| Problem to solve |
Arrange the records as a Markdown table with the columns Row and Line, starting at the line that contains "Place a point on every instance of the white baseball" and ending at the last line of the records. Number each row and omit blank lines.

| Information provided |
+--

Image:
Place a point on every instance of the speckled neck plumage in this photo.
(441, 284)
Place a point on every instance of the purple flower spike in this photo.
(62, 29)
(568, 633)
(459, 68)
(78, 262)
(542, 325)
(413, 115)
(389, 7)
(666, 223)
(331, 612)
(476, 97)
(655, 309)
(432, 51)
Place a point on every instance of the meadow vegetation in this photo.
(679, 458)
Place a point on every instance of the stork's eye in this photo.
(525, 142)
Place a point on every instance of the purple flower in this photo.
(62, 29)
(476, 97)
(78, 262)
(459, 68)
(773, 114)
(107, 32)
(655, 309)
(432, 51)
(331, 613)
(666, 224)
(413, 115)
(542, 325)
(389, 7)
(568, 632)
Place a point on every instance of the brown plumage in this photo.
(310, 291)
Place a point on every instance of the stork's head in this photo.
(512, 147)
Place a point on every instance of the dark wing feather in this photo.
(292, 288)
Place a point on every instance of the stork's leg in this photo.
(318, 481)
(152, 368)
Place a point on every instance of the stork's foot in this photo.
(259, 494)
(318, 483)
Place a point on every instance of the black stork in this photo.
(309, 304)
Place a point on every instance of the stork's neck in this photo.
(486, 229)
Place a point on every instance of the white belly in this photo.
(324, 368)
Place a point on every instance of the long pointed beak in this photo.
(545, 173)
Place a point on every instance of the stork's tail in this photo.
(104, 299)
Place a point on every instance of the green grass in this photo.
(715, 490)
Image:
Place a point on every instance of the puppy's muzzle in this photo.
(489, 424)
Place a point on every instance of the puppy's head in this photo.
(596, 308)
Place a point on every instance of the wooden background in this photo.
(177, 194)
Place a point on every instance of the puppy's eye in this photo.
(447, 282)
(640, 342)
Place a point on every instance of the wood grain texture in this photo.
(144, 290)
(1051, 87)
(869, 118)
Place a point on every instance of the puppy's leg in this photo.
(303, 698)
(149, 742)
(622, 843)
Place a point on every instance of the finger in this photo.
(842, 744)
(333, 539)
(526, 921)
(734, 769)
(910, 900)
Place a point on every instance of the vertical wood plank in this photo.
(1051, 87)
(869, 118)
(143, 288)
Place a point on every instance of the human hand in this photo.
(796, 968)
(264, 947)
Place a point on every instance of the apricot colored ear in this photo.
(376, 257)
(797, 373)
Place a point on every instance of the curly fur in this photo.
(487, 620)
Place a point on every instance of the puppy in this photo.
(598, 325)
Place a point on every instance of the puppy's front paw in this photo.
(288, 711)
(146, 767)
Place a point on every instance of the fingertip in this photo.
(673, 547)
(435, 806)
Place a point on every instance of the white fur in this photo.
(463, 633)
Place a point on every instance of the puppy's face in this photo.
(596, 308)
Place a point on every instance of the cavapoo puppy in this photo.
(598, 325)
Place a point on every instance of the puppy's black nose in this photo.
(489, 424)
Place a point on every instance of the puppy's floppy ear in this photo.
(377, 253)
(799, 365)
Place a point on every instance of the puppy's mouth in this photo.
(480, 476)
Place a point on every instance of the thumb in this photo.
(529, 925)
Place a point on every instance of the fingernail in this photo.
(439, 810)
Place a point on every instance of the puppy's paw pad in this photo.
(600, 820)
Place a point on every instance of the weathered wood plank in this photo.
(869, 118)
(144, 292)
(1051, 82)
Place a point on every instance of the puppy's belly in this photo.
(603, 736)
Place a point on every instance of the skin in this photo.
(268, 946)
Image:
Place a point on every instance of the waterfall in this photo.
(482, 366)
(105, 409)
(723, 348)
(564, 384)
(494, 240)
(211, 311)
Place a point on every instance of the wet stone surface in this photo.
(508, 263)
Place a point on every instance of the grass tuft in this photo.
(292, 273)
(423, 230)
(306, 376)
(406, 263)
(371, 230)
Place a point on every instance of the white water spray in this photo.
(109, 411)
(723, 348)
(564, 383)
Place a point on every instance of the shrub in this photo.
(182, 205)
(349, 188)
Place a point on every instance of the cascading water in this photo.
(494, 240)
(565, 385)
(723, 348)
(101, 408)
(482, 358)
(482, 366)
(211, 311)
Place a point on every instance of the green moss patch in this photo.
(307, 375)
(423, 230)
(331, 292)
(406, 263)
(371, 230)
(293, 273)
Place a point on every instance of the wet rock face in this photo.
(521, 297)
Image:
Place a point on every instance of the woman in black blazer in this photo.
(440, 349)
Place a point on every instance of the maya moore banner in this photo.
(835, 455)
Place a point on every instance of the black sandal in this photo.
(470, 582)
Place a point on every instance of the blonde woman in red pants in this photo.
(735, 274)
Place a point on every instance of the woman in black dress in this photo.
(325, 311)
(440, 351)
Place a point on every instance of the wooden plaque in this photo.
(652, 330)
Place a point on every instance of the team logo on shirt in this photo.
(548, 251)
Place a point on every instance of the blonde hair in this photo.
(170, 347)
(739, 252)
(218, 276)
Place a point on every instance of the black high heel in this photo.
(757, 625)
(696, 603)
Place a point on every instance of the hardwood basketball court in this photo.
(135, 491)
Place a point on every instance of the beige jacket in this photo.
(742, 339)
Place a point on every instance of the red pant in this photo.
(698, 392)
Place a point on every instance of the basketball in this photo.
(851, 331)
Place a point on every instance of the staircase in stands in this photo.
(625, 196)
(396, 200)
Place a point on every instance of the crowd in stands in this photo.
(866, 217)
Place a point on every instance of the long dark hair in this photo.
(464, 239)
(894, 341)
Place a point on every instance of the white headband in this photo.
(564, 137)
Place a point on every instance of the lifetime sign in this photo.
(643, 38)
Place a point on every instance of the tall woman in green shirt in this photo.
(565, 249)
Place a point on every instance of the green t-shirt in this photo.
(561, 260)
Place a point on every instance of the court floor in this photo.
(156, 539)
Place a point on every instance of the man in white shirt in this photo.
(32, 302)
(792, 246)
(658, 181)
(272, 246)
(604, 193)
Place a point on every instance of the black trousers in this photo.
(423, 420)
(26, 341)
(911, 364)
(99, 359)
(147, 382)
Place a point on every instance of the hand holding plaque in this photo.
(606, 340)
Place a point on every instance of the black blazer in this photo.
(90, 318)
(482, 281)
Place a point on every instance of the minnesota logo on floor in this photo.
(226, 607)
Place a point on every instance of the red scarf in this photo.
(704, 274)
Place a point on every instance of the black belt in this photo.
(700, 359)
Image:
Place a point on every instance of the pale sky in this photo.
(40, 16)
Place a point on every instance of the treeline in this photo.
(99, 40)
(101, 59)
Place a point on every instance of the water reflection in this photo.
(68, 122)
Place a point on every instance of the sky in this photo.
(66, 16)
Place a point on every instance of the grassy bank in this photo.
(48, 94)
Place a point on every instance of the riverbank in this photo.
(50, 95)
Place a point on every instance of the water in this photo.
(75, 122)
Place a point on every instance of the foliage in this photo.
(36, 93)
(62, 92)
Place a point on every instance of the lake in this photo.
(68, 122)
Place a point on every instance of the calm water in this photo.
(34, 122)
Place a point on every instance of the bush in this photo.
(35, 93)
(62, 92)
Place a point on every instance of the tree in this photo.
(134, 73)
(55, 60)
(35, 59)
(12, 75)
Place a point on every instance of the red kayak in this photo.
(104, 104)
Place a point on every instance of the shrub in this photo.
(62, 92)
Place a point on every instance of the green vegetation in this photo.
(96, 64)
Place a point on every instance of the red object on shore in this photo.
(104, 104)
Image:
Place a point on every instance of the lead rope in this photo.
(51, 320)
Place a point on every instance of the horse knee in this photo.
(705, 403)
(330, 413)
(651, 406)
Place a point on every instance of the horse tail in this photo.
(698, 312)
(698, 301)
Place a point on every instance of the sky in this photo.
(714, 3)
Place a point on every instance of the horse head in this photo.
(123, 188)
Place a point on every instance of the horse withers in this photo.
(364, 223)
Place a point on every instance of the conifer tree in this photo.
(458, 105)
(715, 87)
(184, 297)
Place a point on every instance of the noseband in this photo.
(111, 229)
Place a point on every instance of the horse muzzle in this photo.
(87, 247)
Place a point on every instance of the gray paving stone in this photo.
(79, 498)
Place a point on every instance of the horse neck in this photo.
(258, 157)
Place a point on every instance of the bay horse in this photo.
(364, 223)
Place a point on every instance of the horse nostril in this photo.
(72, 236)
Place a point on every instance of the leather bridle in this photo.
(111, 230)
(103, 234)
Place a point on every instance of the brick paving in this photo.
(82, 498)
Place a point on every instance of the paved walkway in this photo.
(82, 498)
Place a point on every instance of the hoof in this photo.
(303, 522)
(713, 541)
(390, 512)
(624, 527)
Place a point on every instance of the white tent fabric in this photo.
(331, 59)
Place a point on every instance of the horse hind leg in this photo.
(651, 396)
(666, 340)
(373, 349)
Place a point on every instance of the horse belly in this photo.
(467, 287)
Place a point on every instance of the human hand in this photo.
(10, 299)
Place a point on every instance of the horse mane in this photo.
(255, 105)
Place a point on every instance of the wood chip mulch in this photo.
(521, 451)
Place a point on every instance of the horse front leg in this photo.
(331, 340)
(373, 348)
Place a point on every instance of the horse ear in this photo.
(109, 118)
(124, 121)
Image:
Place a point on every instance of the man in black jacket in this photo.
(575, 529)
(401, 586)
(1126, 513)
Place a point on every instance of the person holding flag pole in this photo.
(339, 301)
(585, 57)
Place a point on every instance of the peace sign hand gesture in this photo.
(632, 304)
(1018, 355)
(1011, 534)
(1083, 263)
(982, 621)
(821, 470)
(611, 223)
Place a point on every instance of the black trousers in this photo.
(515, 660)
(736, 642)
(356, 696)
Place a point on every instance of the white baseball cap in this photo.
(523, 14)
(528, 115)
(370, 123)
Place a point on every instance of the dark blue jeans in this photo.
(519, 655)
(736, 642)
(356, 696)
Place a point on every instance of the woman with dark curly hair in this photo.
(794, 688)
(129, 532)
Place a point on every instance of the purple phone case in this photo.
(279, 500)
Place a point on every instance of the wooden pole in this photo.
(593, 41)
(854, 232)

+--

| Complete response |
| Row | Line |
|---|---|
| 1 | Place a point on every instance of the white baseball cap in this photo. |
| 2 | (523, 14) |
| 3 | (528, 115) |
| 4 | (370, 123) |
| 5 | Place a point on every instance of the dark blue jeans in this photo. |
| 6 | (519, 655) |
| 7 | (736, 642) |
| 8 | (356, 696) |
| 9 | Place a point on every instance of the woman with dark curly hair in this photo. |
| 10 | (794, 688) |
| 11 | (129, 532) |
| 12 | Place a point on every instance of the purple phone case in this photo. |
| 13 | (279, 500) |
| 14 | Place a point on every instance of the wooden pole in this photo. |
| 15 | (593, 41) |
| 16 | (854, 232) |